• **Task goal**:
Translate this sentence from the passage on the ultra-Right and the Right into Spanish: "The Right likes to maintain the fiction of democracy, whereas the ultra-Right tends to override the pretense in favor of repressive measures against leftist organizations, political activists, minorities and gays."

• **Reading text**:
[start]
Let us distinguish between the ultra-Right and the Right. Generally, commentators tend to use the designation “ultra-Right” for political figures that adopt hate speech against racial, ethnic, and religious minorities, gays, and women. There are, however, other differences as well. The Right likes to maintain the fiction of democracy, whereas the ultra-Right tends to override the pretense in favor of repressive measures against leftist organizations, political activists, minorities and gays. Moreover, the Right endorses neoliberal economic policies, whereas the ultra-Right, at least in rhetoric, endorses an economic nationalism that defends the industry of the nation.
Following this distinction, it can be said that Bolsonaro is for the most part ultra-Right. He has a history of using hate speech, making openly fascist, homophobic, misogynist and racist declarations; and he professes admiration for Brazil’s military dictatorship of 1976 to 1989, having declared that “Democracy is good for nothing,” and that the only way to solve Brazil’s problems is through a new dictatorship.
However, he professes support for neoliberal economic policies, which if implemented, would place him in alliance with the forces of the Right, in Brazil and in the United States. Therefore, the Bolsonaro victory in Brazil, as Fiona Edwards observes, “strengthens the US project in Latin America to attack the sovereignty, independence and democracy of the continent’s left governments including in Mexico, Cuba, Venezuela, Bolivia and Nicaragua.” The U.S. goal is to attain regime change in key countries in order to reestablish domination of Latin America.
But the Bolsonaro victory is a political setback for the Brazilian Right, which used the tactic of accusations of corruption against PT to end its thirteen-year rule. The strategy backfired, for it led to a popular rejection of both the Left and the Right, resulting in the rise of Bolsonaro, an anti-establishment political figure of the ultra-Right. However, given his orientation to neoliberal economic policies, the Right and Bolsonaro could arrive to an accommodation.
[end]
• **Data block**:
[start]
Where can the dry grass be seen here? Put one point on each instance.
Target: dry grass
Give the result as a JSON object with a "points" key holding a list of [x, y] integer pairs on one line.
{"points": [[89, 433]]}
[end]
• **Solved exercise**:
A la derecha le gusta mantener la ficción de la democracia, mientras que la ultraderecha tiende a dejar de lado esa simulación en favor de medidas represivas contra organizaciones de izquierda, activistas políticos, minorías y gays.